# [YOUR ASSIGNMENT]
Each line of the records below that holds "orange" should be copied out.

# [RECORDED INFORMATION]
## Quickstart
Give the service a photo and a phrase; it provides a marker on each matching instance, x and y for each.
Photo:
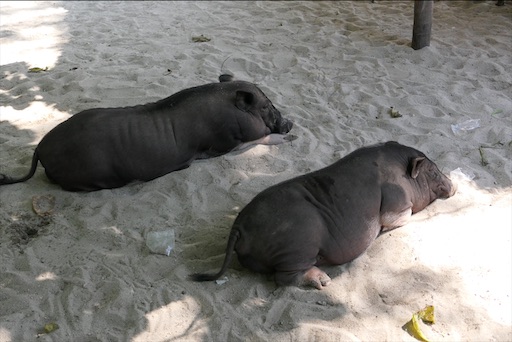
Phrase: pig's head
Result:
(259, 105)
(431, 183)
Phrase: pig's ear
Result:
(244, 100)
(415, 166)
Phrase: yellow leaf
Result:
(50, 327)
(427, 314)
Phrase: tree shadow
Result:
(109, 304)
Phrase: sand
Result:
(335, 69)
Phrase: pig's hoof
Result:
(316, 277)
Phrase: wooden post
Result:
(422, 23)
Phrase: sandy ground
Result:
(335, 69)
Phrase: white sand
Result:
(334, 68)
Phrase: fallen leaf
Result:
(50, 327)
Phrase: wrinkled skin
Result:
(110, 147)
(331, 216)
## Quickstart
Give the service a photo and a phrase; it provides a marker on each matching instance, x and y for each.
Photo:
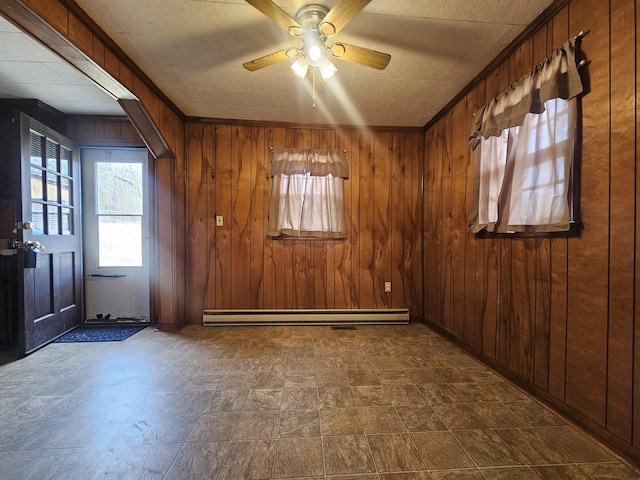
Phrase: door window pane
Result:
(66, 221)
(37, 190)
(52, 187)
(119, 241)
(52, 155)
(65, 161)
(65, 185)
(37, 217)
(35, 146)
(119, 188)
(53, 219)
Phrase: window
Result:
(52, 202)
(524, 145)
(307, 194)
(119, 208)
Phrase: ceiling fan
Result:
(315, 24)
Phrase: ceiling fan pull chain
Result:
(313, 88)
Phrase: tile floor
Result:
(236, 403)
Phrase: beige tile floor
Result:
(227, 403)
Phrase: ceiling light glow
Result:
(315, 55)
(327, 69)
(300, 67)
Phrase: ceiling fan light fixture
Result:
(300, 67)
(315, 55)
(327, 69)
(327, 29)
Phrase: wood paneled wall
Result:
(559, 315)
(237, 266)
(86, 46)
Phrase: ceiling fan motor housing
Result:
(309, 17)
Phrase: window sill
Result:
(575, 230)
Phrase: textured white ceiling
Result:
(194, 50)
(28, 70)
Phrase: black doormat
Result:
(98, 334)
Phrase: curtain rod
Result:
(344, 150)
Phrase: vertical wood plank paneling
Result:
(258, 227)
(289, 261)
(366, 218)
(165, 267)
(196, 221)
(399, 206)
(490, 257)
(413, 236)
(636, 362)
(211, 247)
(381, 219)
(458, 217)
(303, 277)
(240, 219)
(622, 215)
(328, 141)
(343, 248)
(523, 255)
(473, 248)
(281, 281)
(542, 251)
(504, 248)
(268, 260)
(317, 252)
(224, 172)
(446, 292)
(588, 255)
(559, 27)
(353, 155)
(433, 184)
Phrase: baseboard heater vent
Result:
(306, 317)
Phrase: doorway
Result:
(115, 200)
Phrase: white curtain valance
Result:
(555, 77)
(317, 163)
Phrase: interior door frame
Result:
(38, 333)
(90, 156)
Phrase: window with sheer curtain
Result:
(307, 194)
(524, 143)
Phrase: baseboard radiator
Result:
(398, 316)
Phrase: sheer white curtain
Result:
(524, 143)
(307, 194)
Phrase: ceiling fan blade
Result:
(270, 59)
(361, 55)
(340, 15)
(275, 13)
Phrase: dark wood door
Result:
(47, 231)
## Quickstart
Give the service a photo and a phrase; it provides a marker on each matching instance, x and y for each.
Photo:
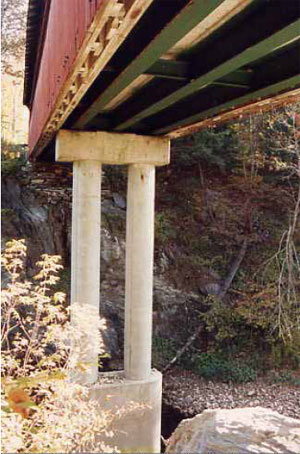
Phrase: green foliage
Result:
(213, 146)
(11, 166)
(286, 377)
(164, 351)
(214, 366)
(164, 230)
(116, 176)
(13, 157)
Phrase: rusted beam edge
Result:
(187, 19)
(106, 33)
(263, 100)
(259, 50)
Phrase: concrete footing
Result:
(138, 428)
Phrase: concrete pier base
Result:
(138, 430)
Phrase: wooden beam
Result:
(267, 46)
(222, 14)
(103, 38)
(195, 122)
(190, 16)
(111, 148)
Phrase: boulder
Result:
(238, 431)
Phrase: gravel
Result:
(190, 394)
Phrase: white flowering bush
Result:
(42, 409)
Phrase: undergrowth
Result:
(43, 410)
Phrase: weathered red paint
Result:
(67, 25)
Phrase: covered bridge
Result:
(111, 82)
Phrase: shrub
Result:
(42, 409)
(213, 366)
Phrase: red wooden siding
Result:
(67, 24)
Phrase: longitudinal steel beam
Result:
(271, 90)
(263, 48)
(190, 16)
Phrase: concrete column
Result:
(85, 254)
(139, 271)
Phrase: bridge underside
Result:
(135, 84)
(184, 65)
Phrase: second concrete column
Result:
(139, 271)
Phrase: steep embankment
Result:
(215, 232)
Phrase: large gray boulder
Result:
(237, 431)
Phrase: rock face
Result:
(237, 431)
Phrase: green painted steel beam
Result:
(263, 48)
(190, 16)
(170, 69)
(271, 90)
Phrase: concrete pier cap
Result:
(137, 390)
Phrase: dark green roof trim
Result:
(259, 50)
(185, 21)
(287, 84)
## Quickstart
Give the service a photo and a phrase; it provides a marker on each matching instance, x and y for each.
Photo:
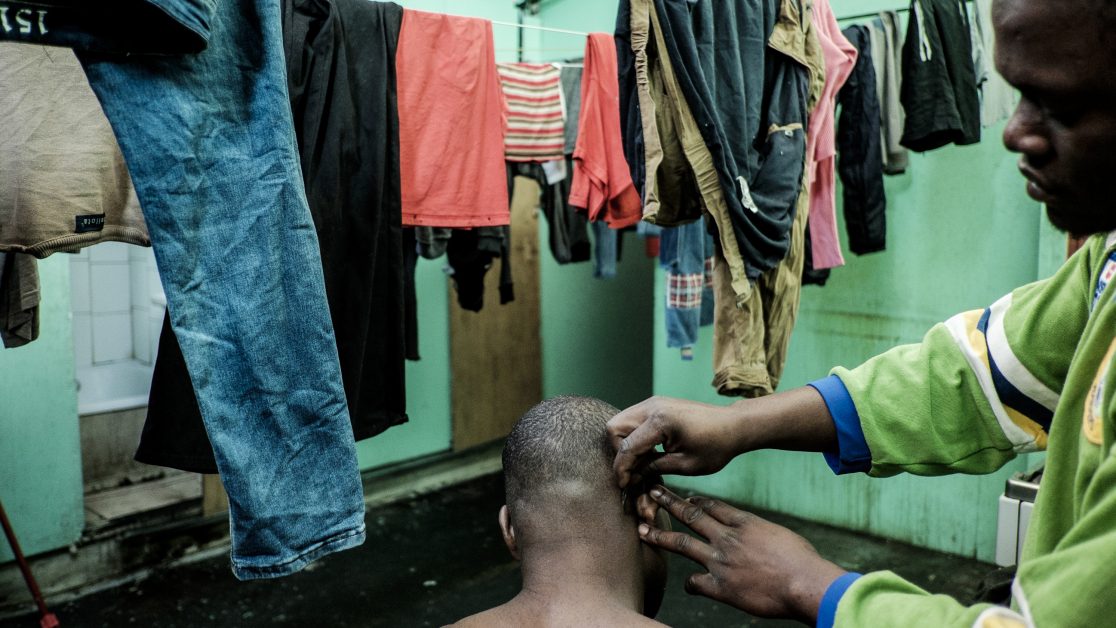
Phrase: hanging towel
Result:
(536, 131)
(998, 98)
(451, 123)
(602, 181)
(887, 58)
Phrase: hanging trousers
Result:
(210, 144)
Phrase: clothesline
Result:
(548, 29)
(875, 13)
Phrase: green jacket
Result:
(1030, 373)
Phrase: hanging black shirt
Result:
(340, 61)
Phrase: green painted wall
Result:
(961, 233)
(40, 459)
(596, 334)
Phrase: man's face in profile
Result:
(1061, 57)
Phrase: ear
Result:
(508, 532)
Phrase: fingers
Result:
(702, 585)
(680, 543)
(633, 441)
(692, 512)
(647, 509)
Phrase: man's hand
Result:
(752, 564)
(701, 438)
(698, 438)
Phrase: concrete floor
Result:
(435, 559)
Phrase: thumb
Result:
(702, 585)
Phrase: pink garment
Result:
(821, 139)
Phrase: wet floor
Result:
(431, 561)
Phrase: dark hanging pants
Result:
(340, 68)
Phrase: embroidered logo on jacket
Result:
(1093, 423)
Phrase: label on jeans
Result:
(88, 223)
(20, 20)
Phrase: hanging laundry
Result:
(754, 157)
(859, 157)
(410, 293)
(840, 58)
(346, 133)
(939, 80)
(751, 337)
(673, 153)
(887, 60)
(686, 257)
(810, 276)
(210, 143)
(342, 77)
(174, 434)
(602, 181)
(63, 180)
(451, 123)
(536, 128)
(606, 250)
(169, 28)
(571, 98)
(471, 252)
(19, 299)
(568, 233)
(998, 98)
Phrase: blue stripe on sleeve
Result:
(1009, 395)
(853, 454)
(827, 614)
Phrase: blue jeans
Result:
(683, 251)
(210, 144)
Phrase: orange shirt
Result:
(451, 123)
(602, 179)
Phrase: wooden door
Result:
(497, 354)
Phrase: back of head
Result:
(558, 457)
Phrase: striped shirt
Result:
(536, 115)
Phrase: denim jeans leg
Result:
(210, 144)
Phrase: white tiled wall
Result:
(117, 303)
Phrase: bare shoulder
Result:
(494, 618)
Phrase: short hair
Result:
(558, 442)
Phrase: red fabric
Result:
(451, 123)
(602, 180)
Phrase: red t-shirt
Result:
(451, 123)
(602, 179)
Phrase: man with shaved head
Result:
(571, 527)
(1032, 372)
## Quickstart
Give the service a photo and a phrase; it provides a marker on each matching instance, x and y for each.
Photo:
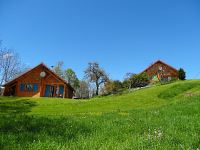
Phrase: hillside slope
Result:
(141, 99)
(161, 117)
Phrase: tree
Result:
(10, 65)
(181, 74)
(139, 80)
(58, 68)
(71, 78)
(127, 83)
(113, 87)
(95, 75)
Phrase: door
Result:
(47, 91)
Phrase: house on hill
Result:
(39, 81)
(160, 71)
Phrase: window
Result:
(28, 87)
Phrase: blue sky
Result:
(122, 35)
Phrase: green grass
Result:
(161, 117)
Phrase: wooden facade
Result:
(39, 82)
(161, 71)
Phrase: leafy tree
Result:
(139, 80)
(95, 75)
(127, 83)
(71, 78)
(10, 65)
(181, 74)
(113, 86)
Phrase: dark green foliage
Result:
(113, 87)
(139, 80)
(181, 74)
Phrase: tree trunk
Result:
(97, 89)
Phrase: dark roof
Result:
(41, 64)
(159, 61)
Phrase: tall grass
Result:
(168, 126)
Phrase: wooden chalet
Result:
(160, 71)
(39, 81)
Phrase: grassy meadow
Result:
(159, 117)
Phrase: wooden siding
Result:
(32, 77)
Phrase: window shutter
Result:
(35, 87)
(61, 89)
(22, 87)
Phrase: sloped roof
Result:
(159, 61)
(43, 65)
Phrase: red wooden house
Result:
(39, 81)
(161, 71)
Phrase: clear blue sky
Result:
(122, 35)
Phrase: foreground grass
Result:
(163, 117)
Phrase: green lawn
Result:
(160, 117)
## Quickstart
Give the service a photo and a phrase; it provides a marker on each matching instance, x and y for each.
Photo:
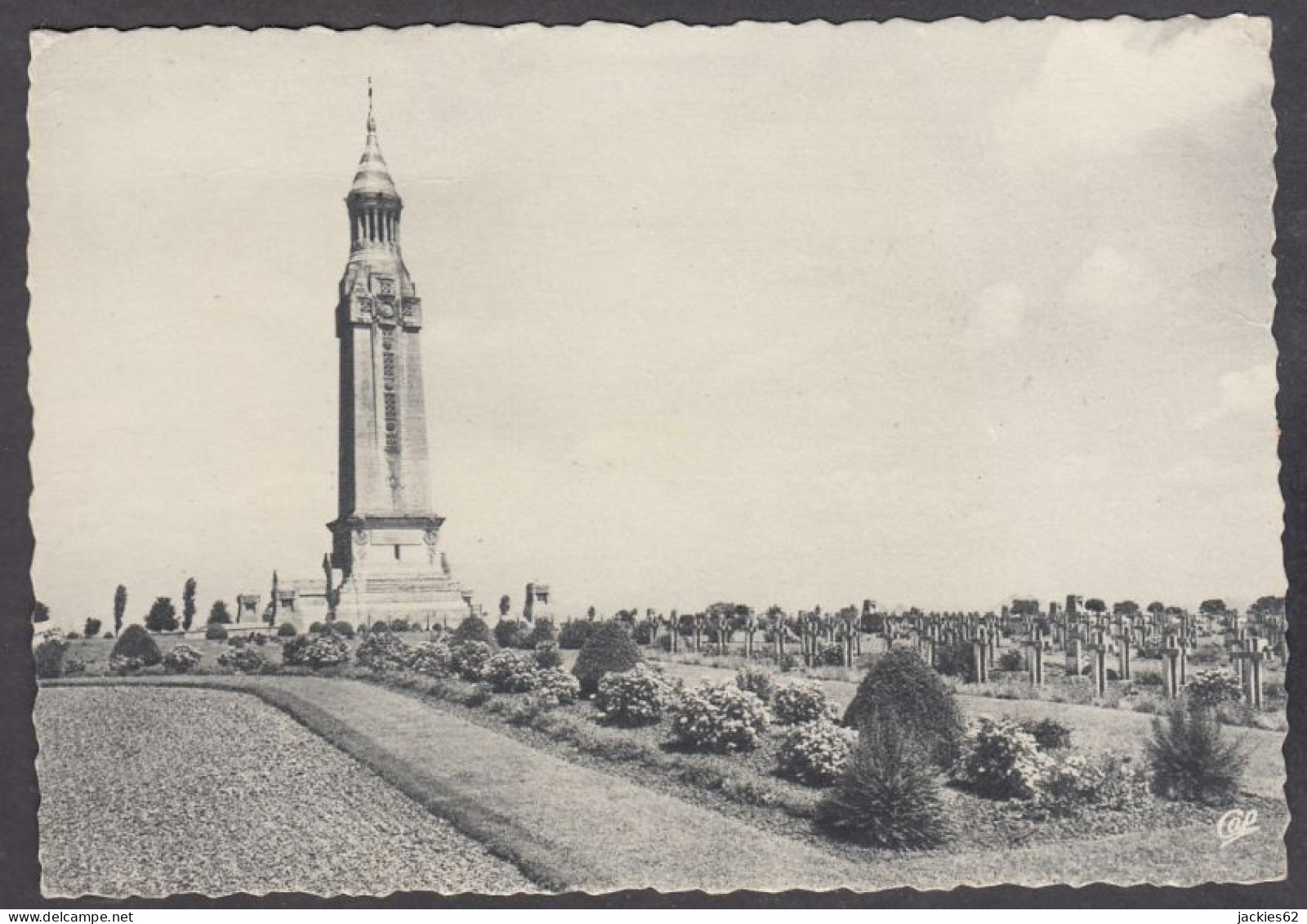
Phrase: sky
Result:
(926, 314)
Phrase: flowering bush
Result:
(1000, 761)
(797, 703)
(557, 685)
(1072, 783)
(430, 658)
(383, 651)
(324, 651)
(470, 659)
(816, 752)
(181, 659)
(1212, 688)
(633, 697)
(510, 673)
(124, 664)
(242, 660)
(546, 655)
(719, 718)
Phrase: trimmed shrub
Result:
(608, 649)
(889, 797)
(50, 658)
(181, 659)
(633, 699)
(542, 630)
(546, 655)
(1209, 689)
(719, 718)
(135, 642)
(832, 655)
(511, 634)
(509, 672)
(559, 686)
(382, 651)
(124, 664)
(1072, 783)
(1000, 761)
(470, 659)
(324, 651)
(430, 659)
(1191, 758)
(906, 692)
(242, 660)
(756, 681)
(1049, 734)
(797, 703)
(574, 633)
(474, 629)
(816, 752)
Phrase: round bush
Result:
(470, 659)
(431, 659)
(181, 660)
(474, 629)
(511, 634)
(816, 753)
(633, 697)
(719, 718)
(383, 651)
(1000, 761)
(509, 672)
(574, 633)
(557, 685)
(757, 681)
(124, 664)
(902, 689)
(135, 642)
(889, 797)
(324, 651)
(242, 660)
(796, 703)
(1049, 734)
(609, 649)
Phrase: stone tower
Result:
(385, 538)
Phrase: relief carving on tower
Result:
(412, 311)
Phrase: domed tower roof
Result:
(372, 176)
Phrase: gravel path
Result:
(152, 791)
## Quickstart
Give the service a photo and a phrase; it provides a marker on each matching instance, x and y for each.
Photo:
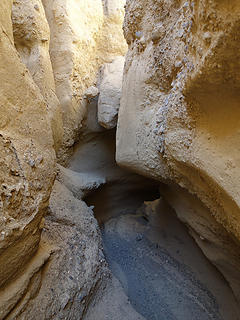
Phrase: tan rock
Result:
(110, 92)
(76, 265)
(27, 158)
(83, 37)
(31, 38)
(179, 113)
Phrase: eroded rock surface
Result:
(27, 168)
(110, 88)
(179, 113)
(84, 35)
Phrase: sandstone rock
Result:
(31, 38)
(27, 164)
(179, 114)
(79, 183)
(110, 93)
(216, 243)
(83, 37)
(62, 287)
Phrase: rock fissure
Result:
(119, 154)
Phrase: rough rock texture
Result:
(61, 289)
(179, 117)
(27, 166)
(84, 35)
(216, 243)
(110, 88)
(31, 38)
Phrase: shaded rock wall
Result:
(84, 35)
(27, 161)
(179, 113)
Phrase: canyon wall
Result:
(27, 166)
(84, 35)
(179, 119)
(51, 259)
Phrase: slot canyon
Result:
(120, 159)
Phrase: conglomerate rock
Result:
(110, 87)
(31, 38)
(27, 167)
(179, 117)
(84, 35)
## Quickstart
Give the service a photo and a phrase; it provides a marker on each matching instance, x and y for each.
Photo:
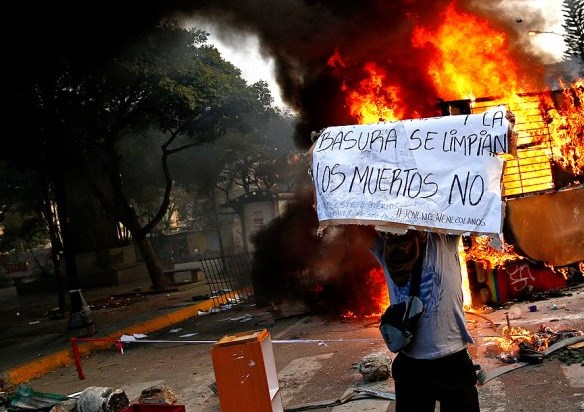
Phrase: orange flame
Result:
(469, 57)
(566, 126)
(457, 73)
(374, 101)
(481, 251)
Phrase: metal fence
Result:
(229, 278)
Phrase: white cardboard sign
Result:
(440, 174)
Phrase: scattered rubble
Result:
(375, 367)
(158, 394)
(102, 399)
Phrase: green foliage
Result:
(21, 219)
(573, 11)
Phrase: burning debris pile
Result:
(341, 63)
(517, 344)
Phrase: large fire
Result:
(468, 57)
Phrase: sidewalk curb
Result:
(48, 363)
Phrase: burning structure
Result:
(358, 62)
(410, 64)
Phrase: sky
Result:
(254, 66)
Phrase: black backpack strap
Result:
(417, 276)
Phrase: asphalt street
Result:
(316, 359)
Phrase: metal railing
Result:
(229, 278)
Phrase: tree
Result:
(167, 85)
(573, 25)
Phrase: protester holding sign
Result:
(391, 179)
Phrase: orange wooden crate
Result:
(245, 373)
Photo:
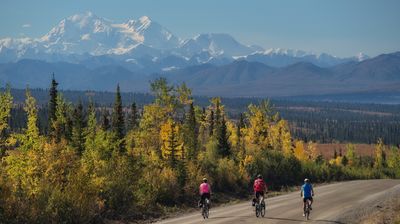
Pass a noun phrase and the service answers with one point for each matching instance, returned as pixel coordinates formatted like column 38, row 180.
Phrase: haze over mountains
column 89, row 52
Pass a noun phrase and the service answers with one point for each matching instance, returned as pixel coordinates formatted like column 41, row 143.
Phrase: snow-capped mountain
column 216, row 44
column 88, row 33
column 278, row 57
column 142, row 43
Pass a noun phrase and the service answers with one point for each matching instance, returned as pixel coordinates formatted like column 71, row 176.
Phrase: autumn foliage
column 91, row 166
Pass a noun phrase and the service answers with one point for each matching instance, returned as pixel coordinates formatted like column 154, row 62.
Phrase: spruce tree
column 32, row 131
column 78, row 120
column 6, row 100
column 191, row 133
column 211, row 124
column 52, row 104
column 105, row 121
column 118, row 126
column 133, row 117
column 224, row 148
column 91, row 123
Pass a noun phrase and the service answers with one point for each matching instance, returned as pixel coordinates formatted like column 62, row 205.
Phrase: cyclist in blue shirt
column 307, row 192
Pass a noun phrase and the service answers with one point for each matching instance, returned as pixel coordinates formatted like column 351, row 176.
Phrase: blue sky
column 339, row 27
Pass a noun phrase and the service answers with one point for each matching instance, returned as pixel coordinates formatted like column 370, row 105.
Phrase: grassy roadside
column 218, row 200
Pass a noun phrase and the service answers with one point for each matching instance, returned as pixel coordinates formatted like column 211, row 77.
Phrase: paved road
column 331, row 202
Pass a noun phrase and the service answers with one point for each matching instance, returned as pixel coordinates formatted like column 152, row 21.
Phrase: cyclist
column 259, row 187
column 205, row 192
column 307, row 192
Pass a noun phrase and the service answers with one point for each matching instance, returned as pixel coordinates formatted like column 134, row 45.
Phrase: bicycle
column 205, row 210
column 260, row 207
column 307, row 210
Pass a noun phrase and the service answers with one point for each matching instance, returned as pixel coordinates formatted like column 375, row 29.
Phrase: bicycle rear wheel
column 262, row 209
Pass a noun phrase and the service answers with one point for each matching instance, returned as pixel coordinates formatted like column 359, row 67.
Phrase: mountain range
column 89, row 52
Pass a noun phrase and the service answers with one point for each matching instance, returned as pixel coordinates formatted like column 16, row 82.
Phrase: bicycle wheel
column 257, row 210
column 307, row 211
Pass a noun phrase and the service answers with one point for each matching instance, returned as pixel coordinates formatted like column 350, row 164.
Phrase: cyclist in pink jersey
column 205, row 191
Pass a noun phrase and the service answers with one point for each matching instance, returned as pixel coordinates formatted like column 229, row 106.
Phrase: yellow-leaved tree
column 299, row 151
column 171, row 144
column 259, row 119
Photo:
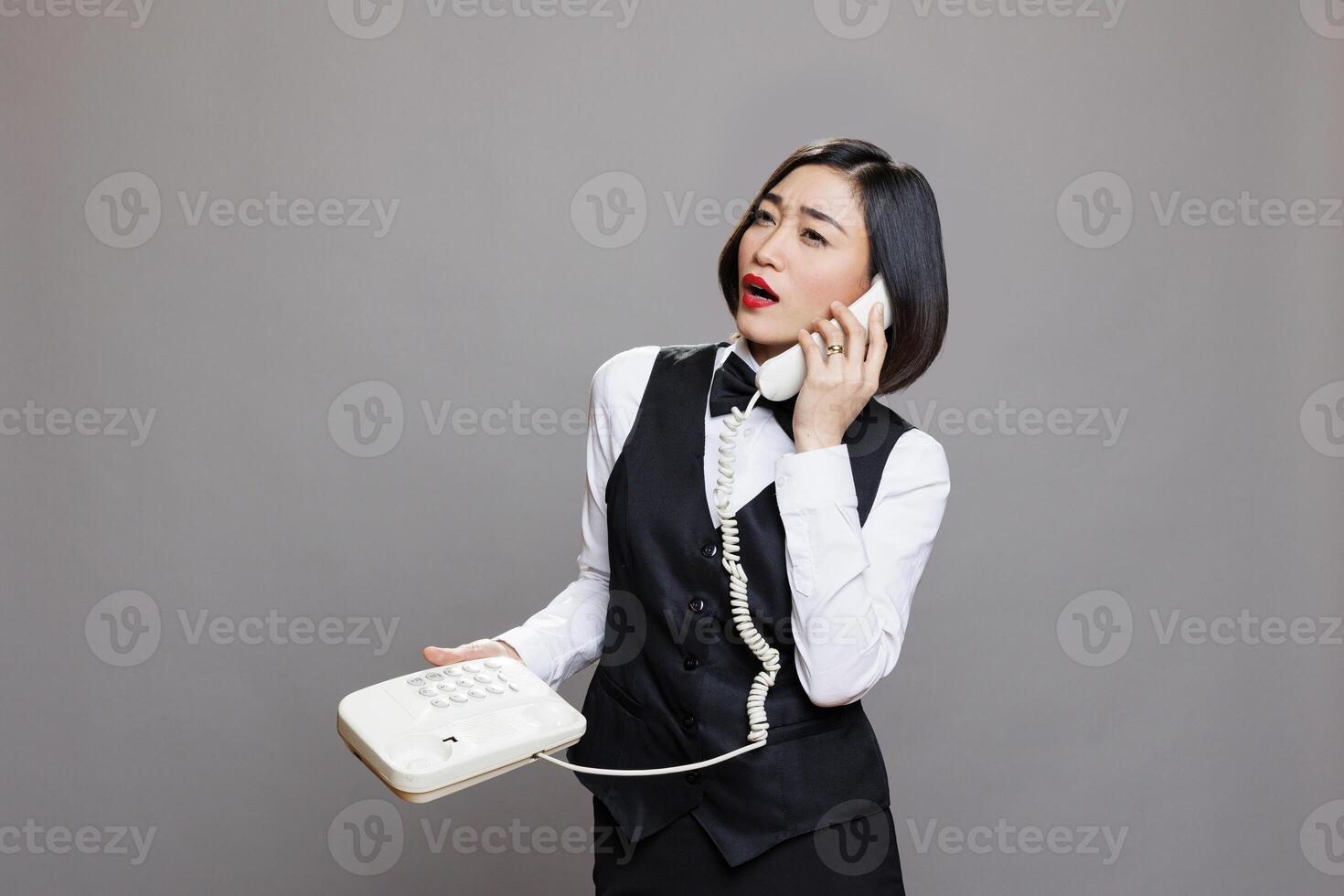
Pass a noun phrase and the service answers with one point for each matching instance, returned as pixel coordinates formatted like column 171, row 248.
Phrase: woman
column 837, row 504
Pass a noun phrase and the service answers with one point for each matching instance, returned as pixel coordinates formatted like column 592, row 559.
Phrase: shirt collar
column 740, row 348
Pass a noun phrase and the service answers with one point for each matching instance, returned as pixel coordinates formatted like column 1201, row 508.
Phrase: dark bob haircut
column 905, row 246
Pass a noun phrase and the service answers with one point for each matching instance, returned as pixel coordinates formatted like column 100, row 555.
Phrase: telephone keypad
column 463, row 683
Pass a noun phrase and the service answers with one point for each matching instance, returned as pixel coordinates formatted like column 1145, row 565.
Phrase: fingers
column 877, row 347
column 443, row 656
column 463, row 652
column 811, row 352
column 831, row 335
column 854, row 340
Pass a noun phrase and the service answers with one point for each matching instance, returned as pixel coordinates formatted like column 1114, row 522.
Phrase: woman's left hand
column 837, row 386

# [RESULT BELOW]
Phrase: orange shirt
Phrase: orange flame
Phrase: orange wooden crate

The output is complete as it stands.